Instruction: Make an exact copy of the lines below.
[start Given data]
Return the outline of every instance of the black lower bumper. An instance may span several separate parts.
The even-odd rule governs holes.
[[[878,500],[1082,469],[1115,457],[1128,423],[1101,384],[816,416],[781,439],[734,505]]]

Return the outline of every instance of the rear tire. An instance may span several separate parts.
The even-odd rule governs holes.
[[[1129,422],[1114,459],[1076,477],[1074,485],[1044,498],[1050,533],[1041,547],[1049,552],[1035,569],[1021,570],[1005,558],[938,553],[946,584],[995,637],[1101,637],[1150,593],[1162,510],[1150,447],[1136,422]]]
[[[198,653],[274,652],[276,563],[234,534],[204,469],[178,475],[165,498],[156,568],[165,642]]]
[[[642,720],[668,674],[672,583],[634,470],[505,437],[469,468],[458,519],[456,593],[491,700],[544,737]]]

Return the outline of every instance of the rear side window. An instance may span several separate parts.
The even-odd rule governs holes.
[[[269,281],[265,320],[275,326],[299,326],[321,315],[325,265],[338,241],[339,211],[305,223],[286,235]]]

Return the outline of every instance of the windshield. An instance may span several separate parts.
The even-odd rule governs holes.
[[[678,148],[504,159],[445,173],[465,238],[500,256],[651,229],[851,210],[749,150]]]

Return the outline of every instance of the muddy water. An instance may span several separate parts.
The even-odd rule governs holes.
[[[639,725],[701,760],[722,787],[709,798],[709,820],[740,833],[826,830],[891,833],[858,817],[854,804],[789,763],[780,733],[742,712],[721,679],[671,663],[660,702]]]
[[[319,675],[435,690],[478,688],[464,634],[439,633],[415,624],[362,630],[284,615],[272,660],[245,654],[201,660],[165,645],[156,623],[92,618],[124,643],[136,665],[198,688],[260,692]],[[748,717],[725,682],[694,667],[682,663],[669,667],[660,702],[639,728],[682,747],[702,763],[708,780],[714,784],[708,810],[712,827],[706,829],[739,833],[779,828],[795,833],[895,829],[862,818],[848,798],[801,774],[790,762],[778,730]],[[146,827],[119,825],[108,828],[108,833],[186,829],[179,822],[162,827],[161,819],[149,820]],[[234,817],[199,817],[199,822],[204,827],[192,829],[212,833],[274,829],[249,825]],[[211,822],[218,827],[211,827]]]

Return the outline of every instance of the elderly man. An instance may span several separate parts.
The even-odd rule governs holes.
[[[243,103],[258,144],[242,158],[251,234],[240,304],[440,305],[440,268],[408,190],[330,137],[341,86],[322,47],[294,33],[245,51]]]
[end Given data]
Reply:
Return the outline of every instance of the black lower bumper. An instance may span several separate parts.
The even-odd rule governs holes.
[[[878,500],[1082,469],[1115,457],[1128,423],[1101,384],[816,416],[781,439],[734,505]]]

Return the outline of every instance of the rear tire. An instance may span several separate parts.
The even-odd rule governs holes.
[[[1129,422],[1114,459],[1076,477],[1074,485],[1044,498],[1050,533],[1041,547],[1049,552],[1035,569],[1021,570],[1005,558],[938,553],[946,584],[995,637],[1101,637],[1150,593],[1162,510],[1150,447],[1136,422]]]
[[[198,653],[274,652],[276,563],[234,534],[204,469],[178,475],[165,498],[156,568],[165,642]]]
[[[642,720],[668,674],[672,583],[634,470],[505,437],[469,468],[458,519],[456,593],[491,700],[544,737]]]

Return the outline of every instance of the rear side window. An instance may span several separate parts.
The even-odd rule governs holes.
[[[269,281],[265,320],[275,326],[299,326],[321,315],[325,265],[338,241],[339,211],[305,223],[286,235]]]

Return the outline of every instance of the windshield. An instance may span several separate parts.
The even-odd rule governs holes.
[[[678,148],[504,159],[445,173],[465,238],[500,256],[651,229],[851,210],[749,150]]]

Return the outline of every instance of the muddy water. An instance may span several separate parts.
The even-odd rule governs holes.
[[[639,725],[701,760],[722,787],[709,798],[709,820],[740,833],[826,830],[891,833],[858,817],[854,804],[789,763],[780,733],[742,712],[721,679],[671,663],[660,702]]]
[[[319,675],[435,690],[478,688],[464,634],[439,633],[415,624],[362,630],[284,615],[272,660],[245,654],[201,660],[165,645],[156,623],[92,618],[124,643],[136,665],[198,688],[260,692]],[[748,717],[725,682],[694,667],[682,663],[669,667],[660,702],[639,728],[682,747],[702,763],[708,780],[714,784],[708,810],[712,827],[706,829],[739,833],[779,828],[795,833],[895,829],[862,818],[848,798],[801,774],[790,762],[778,730]],[[146,827],[119,825],[108,828],[108,833],[186,829],[179,822],[162,827],[161,819],[149,820]],[[234,817],[199,817],[199,822],[204,827],[192,829],[212,833],[274,829],[249,825]],[[211,822],[218,827],[211,827]]]

Return the outline of every instance of the elderly man. An instance may span several separate parts.
The even-odd rule governs holes.
[[[243,103],[258,144],[242,158],[251,234],[240,304],[440,305],[440,268],[408,190],[330,137],[341,86],[322,47],[294,33],[245,51]]]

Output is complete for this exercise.